▶ _Task details_
Locate each line in the items below that contains the word "negative", treating case as significant, and copy every such line in full.
Raw data: Begin
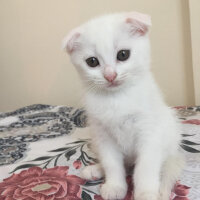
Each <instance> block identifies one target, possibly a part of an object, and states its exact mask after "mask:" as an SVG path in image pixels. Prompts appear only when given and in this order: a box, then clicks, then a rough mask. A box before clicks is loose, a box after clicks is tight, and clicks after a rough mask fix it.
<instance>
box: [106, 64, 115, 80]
mask: <svg viewBox="0 0 200 200" xmlns="http://www.w3.org/2000/svg"><path fill="white" fill-rule="evenodd" d="M116 77H117V73H116V72H115V71H114V70H113V68H111V67H106V68H105V69H104V78H105V79H106V80H107V81H108V82H113V81H114V80H115V79H116Z"/></svg>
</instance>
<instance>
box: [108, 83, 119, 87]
mask: <svg viewBox="0 0 200 200" xmlns="http://www.w3.org/2000/svg"><path fill="white" fill-rule="evenodd" d="M119 85H121V83H120V82H111V83H109V85H108V87H109V88H113V87H117V86H119Z"/></svg>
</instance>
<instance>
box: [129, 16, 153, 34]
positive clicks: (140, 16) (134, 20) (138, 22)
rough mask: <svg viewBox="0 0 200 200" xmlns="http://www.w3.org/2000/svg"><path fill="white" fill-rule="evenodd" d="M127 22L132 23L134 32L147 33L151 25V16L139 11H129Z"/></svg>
mask: <svg viewBox="0 0 200 200" xmlns="http://www.w3.org/2000/svg"><path fill="white" fill-rule="evenodd" d="M126 23H127V24H128V25H130V31H131V33H132V34H139V35H145V34H146V33H147V32H148V30H149V27H150V26H151V17H150V16H149V15H146V14H142V13H138V12H131V13H127V16H126Z"/></svg>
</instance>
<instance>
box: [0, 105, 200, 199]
mask: <svg viewBox="0 0 200 200" xmlns="http://www.w3.org/2000/svg"><path fill="white" fill-rule="evenodd" d="M174 109H175V110H176V112H177V116H178V118H179V120H180V121H181V124H182V135H183V140H182V143H181V145H180V146H181V151H183V153H184V154H185V157H186V166H185V168H184V170H183V172H182V175H181V178H180V180H178V181H177V183H176V184H175V186H174V189H173V191H172V194H171V199H173V200H187V199H190V200H200V147H199V145H200V107H198V106H196V107H183V106H180V107H175V108H174ZM90 138H91V136H90V131H89V128H88V127H87V115H86V113H85V111H84V110H83V109H76V108H73V107H68V106H52V105H43V104H35V105H30V106H27V107H23V108H20V109H17V110H15V111H12V112H6V113H0V200H15V199H20V200H54V199H55V200H58V199H59V200H80V199H83V200H91V199H95V200H102V198H101V196H100V194H99V187H100V185H101V184H102V182H103V181H104V180H103V179H100V180H93V181H86V180H83V179H81V178H80V170H82V168H83V167H84V166H86V165H92V164H94V163H96V162H98V160H97V158H96V156H95V155H94V154H93V152H92V151H91V144H90V142H91V139H90ZM127 183H128V192H127V195H126V197H125V199H126V200H129V199H131V196H132V194H133V183H132V181H131V176H130V175H128V176H127Z"/></svg>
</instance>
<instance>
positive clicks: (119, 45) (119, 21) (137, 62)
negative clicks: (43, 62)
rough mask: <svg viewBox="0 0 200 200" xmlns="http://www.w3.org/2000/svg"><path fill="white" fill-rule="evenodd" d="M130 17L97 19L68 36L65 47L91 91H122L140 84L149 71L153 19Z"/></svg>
mask: <svg viewBox="0 0 200 200" xmlns="http://www.w3.org/2000/svg"><path fill="white" fill-rule="evenodd" d="M134 14H135V13H134ZM129 15H130V13H129ZM129 15H128V14H114V15H108V16H103V17H100V18H97V19H94V20H92V21H89V22H88V23H86V24H84V25H83V26H81V27H79V28H78V29H76V30H74V31H73V32H72V33H71V34H70V35H69V36H68V38H67V40H66V42H65V47H66V48H67V51H68V53H69V54H70V56H71V60H72V62H73V64H74V65H75V66H76V67H77V69H78V72H79V74H80V75H81V77H82V80H83V81H84V83H85V85H86V86H88V87H90V88H91V91H97V90H109V91H116V90H119V89H122V88H123V87H126V86H128V85H130V84H136V83H137V81H138V79H141V78H142V76H143V74H144V73H145V72H146V71H148V65H149V41H148V37H147V31H148V26H149V25H150V24H148V23H149V21H148V20H149V18H147V16H146V15H141V14H138V13H136V17H135V18H137V17H138V15H139V19H140V20H138V19H135V18H134V17H133V16H135V15H133V14H132V15H131V16H129ZM145 20H147V22H148V23H147V24H145ZM141 21H142V22H141Z"/></svg>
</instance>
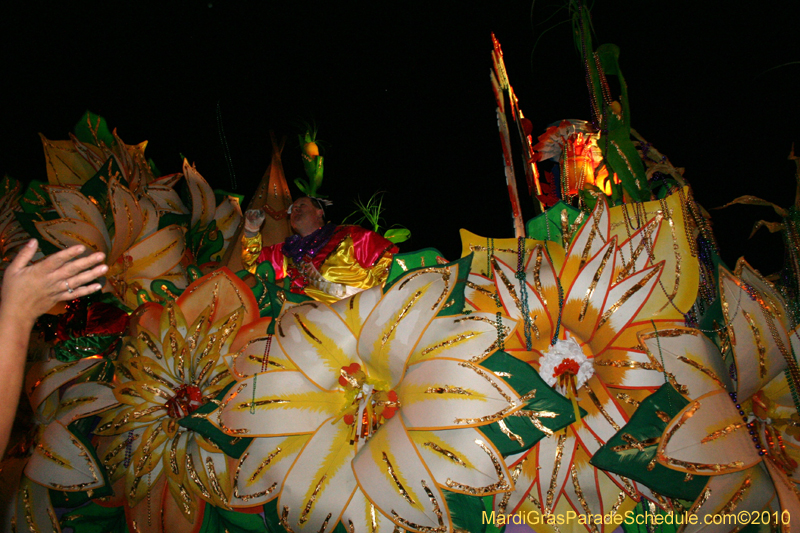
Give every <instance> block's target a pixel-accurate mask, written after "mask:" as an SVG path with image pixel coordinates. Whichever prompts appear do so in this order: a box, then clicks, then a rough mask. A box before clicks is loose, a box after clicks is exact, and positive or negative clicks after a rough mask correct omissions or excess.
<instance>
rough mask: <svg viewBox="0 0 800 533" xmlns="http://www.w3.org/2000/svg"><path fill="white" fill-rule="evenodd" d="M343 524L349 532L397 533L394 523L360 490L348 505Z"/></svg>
mask: <svg viewBox="0 0 800 533" xmlns="http://www.w3.org/2000/svg"><path fill="white" fill-rule="evenodd" d="M342 524H344V525H345V529H346V530H347V531H358V532H362V531H364V532H369V533H393V532H394V531H397V529H396V526H395V525H394V522H392V521H391V520H389V518H387V517H386V516H385V515H384V514H383V513H381V512H380V511H379V510H378V508H377V507H375V505H374V504H373V503H372V502H370V501H369V500H368V499H367V498H366V496H364V493H363V492H362V491H361V489H359V488H357V489H356V491H355V493H354V494H353V497H352V498H351V499H350V503H348V504H347V509H345V510H344V514H342Z"/></svg>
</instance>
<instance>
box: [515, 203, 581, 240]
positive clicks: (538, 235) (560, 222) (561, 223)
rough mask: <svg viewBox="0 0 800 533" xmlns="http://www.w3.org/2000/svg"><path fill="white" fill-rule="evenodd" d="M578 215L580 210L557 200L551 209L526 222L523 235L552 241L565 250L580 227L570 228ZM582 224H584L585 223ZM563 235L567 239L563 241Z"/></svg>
mask: <svg viewBox="0 0 800 533" xmlns="http://www.w3.org/2000/svg"><path fill="white" fill-rule="evenodd" d="M580 214H581V210H580V209H576V208H574V207H572V206H571V205H569V204H565V203H564V202H563V201H560V200H559V202H558V203H557V204H555V205H554V206H553V207H551V208H550V209H548V210H547V211H545V212H544V213H542V214H540V215H538V216H536V217H534V218H532V219H530V220H529V221H528V222H526V223H525V233H527V235H528V238H530V239H536V240H537V241H553V242H556V243H558V244H560V245H562V246H563V247H564V248H566V247H567V246H568V245H569V241H570V240H571V236H572V235H575V233H576V232H577V230H578V229H579V228H580V225H579V226H578V227H575V228H573V227H572V226H573V224H575V219H577V218H578V215H580ZM583 223H584V224H585V221H584V222H583ZM564 235H567V237H568V238H567V239H564ZM565 241H566V242H565Z"/></svg>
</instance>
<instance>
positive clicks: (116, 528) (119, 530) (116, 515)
mask: <svg viewBox="0 0 800 533" xmlns="http://www.w3.org/2000/svg"><path fill="white" fill-rule="evenodd" d="M61 527H62V528H68V527H69V528H72V531H73V532H74V533H128V524H127V522H126V521H125V508H124V507H103V506H102V505H98V504H96V503H94V502H89V504H88V505H85V506H83V507H81V508H79V509H75V510H74V511H70V512H68V513H66V514H65V515H64V516H62V517H61Z"/></svg>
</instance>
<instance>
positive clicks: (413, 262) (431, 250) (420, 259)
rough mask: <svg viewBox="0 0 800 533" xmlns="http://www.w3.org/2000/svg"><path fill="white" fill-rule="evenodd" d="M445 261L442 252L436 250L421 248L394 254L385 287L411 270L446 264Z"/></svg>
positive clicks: (405, 274)
mask: <svg viewBox="0 0 800 533" xmlns="http://www.w3.org/2000/svg"><path fill="white" fill-rule="evenodd" d="M447 263H448V261H447V259H445V258H444V255H442V252H440V251H439V250H437V249H436V248H423V249H422V250H417V251H416V252H405V253H402V254H395V255H394V260H393V261H392V265H391V267H389V276H388V277H387V278H386V286H387V287H389V286H391V285H392V284H393V283H394V282H395V281H397V279H398V278H400V277H402V276H404V275H406V274H407V273H408V272H410V271H412V270H416V269H418V268H423V267H429V266H437V265H444V264H447Z"/></svg>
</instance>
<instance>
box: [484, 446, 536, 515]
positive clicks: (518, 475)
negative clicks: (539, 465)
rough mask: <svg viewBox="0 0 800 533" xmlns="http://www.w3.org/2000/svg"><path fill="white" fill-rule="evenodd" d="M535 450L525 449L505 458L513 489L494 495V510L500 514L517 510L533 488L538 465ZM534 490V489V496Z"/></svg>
mask: <svg viewBox="0 0 800 533" xmlns="http://www.w3.org/2000/svg"><path fill="white" fill-rule="evenodd" d="M535 458H536V455H535V451H531V452H530V453H529V452H528V451H525V452H523V453H520V454H516V455H510V456H508V457H506V458H505V463H506V464H507V465H508V469H509V471H510V479H511V481H512V482H513V484H514V490H511V491H508V492H506V493H503V494H497V495H495V497H494V510H495V512H497V513H500V514H509V513H512V514H513V513H514V512H516V511H517V508H518V507H519V506H520V504H521V503H522V502H523V501H525V500H527V499H528V495H529V494H530V492H531V490H532V489H533V488H534V483H535V482H536V480H537V479H538V477H539V465H538V463H537V462H536V460H535ZM535 495H536V491H535V490H534V496H535Z"/></svg>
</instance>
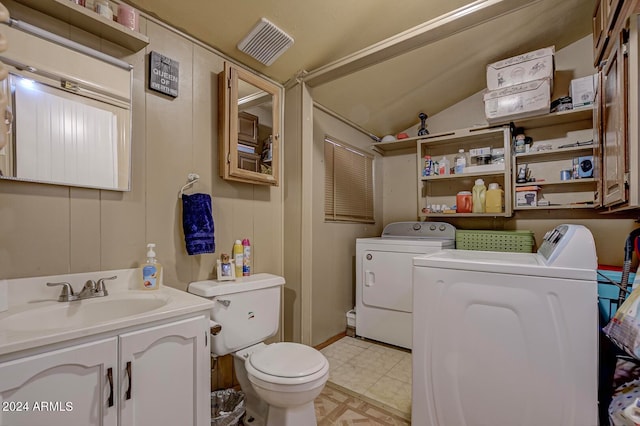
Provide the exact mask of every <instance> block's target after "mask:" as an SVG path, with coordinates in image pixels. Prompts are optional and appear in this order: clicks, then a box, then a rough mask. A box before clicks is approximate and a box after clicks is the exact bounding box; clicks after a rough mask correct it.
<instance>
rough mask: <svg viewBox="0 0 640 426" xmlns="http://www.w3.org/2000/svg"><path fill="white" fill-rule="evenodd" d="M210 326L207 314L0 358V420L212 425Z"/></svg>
mask: <svg viewBox="0 0 640 426" xmlns="http://www.w3.org/2000/svg"><path fill="white" fill-rule="evenodd" d="M208 327H209V321H208V317H207V316H205V315H204V314H202V313H201V314H199V315H197V316H193V317H187V318H183V319H179V320H177V321H169V322H163V323H157V322H156V323H153V322H152V323H150V324H148V325H145V326H140V327H133V328H131V327H130V328H129V329H126V330H121V331H115V332H113V333H111V334H113V335H112V336H108V337H105V338H100V339H98V340H95V341H86V342H84V341H83V343H73V342H72V343H71V344H70V345H69V346H67V347H63V348H60V349H54V350H49V351H46V352H42V353H35V354H32V355H27V356H20V357H19V358H16V359H13V360H9V361H4V362H0V403H1V405H0V425H2V426H5V425H6V426H9V425H10V426H90V425H91V426H93V425H95V426H117V425H119V426H146V425H180V426H205V425H208V424H210V408H209V393H210V389H209V387H210V380H209V374H210V371H209V354H210V349H209V341H208V339H209V337H208V332H209V331H208ZM0 359H1V358H0ZM21 409H22V411H20V410H21ZM27 409H28V411H26V410H27Z"/></svg>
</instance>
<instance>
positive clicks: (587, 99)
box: [569, 74, 597, 108]
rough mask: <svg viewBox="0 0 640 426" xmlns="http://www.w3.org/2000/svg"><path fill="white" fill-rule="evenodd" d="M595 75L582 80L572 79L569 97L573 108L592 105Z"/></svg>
mask: <svg viewBox="0 0 640 426" xmlns="http://www.w3.org/2000/svg"><path fill="white" fill-rule="evenodd" d="M596 76H597V74H595V75H588V76H586V77H582V78H574V79H573V80H571V86H569V96H571V102H572V103H573V107H574V108H580V107H582V106H587V105H591V104H593V98H594V94H595V84H596V83H595V79H596Z"/></svg>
Raw data: End
▶ _Task result_
negative clicks: (43, 62)
Give every <instance> block's target a pixel-accurate mask, written after "mask:" as an SVG path with image pixel coordinates. Whichever prompts appear do so in this order: a box, then clicks, then a rough mask. A box before clicks is loose, a box after clicks is exact, and positive or negative clicks after a rough mask correct omissions or excess.
negative clicks: (539, 465)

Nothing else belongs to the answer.